Prosegui la recensione del breve film western riportata qui sotto, riprendendo subito dopo la sua ultima frase.

Testo di partenza:
____
Il regista ha presentato con clamore e notevole successo al recente festival di Cannes, fuori concorso, un breve (30’) film Western bello, ben fatto, una storia gay con due rilevanti e bravissimi attori protagonisti: Ethan Hawke, uno dei più interessanti volti del cinema contemporaneo, assume il ruolo dell’affascinante sceriffo Jake; Pedro Pascal è il massiccio messicano Silva, amante appassionato e al tempo stesso antagonista- (già visto in Narcos -su Netflix- dove interpreta il detective Peña e nella serie Games of Thrones, quarta stagione, dove interpreta il vendicativo Prince of Dorne).
Il film è girato in Spagna nel deserto di Tabernas, nella provincia di Almería, regione nota ai cinefili perché teatro di posa di innumerevoli film leggendari dell’epopea Western, dove è ricostruita una cittadina del Far West dall’evocativo nome di Bitter Creek.
Il film parla del potere (sessuale) e della violenza che insta nell’amore: la cura devota dell’amato può condurre a una fatata ineluttabile meravigliosa prigione, dove scalpitano i cavalli, lungamente inquadrati nei titoli di coda. Scalpitano come emozioni che infine trovano una libertà di espressione, per quanto rinchiuse nel recinto del ranch…
Tema molto bello.
____
Righe estratte:
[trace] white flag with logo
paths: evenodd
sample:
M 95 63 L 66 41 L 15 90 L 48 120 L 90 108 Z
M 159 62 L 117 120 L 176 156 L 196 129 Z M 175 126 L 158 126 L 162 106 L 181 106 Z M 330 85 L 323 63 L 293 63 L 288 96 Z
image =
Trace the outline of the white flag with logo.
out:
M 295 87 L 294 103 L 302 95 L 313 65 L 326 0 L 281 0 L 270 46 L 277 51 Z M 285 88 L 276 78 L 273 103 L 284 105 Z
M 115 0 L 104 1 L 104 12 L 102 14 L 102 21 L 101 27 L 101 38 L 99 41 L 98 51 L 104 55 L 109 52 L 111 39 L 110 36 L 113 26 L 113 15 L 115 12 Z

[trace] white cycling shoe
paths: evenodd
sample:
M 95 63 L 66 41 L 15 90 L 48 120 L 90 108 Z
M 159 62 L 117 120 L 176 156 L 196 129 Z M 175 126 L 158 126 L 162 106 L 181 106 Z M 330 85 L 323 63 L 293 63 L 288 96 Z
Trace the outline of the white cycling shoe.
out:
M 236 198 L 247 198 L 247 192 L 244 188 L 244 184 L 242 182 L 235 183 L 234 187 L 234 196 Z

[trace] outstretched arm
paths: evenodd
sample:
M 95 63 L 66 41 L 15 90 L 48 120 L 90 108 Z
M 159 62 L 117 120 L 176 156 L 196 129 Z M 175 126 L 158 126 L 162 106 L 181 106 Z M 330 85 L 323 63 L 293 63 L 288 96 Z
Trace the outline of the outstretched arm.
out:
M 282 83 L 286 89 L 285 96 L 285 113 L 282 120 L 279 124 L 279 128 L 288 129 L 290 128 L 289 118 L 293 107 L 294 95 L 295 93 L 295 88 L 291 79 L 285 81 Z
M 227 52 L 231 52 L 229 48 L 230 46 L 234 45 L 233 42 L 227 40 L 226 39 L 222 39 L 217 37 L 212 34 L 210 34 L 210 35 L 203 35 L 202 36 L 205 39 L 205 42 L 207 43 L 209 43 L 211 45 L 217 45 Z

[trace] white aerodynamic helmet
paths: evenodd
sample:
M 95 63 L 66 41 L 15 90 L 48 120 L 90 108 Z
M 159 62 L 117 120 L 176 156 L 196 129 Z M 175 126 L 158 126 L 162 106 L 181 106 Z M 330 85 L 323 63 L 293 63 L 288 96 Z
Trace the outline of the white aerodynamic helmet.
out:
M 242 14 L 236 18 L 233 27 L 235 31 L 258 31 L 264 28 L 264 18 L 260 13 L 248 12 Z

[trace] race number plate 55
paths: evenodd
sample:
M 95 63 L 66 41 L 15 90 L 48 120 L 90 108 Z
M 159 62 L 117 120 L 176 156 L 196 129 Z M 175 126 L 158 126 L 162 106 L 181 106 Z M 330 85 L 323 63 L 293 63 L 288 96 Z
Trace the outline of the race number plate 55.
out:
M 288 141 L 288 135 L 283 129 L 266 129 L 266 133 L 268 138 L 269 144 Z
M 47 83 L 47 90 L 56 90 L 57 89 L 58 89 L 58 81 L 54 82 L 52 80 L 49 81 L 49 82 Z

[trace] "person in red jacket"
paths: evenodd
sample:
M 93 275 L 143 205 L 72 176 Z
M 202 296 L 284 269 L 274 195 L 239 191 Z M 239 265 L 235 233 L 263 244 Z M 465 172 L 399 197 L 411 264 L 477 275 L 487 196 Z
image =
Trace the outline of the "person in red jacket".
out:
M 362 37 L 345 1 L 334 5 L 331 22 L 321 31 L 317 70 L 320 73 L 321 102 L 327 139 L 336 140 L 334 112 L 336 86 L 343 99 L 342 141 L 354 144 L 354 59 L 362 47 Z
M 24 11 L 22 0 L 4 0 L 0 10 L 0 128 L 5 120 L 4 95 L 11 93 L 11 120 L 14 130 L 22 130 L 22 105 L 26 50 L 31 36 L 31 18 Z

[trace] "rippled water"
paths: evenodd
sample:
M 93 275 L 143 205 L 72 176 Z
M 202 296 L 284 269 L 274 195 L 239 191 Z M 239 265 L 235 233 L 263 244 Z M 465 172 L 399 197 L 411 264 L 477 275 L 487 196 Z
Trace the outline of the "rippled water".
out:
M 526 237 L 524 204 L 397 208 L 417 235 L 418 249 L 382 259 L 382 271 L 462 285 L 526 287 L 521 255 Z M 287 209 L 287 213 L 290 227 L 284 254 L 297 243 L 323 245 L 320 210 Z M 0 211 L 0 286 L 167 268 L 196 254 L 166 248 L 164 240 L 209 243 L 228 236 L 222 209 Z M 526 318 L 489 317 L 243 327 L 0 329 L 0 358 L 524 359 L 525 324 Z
____
Risposta scritta:
Svolgimento molto classico, efficace. Bellissimi anche i personaggi complementari: inizio citando Manu Rios che interpreta il giovanissimo cantante nell’ammaliante scena di esordio che prelude alla sensuale inquietudine del racconto. Manu Rios è uno spagnolo estremamente bello e con molti talenti: suona, balla, canta, fa sfilate di alta moda, è seguito da milioni di fan. Qui ha un piccolo ruolo incantatore: è un giovane vagamente strambo che suona e canta solitario una ballata con voce angelica.
La ballata è un fado di Amália Rodriguez, Estranha forma de vida (Strange way of life), sul tema di un amore perduto. Dalla canzone della grande artista portoghese viene il titolo del film. La voce che sentiamo non è comunque quella di Manu Rìos, nonostante lui abbia una voce molto bella e canti bene, bensì è la splendida voce di Caetano Veloso, che già cantò per Almodóvar Cucurrucucu Paloma in Habla Con Ella (2002).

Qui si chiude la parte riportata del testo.